*** Opening Records provided ***

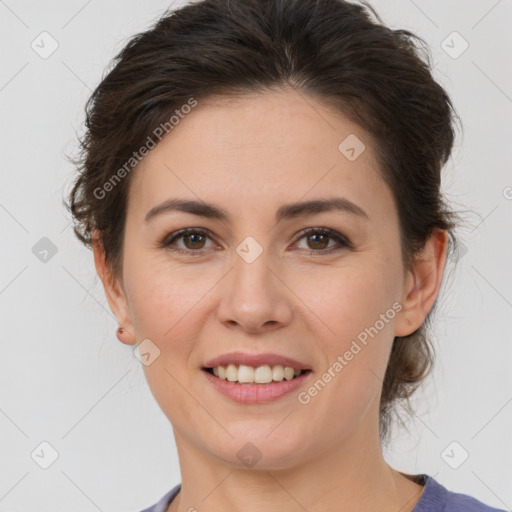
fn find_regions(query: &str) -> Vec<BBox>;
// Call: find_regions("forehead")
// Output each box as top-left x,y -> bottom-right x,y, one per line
128,89 -> 394,226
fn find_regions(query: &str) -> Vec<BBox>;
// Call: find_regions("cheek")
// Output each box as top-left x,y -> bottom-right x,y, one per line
291,258 -> 396,347
124,239 -> 398,412
291,260 -> 397,412
123,249 -> 209,340
123,256 -> 209,421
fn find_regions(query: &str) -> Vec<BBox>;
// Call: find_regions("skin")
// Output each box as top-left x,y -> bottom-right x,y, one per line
93,87 -> 448,512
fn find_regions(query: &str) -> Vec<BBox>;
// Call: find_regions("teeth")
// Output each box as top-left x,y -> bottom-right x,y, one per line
254,365 -> 272,383
239,364 -> 256,383
272,365 -> 284,381
209,364 -> 305,384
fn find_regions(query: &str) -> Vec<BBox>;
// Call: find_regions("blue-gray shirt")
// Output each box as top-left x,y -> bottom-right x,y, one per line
140,474 -> 507,511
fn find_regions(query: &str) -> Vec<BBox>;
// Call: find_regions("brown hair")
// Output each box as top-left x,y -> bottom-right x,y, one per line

*** Closing Records provided ***

Required work
If a line in the entries above contains "Call", report it.

Response to this task
// Call: find_regions("forehead")
// Call: find_regions("cheek")
// Call: find_regions("skin")
// Call: find_regions("teeth")
// Call: find_regions("blue-gray shirt")
// Call: find_regions("brown hair")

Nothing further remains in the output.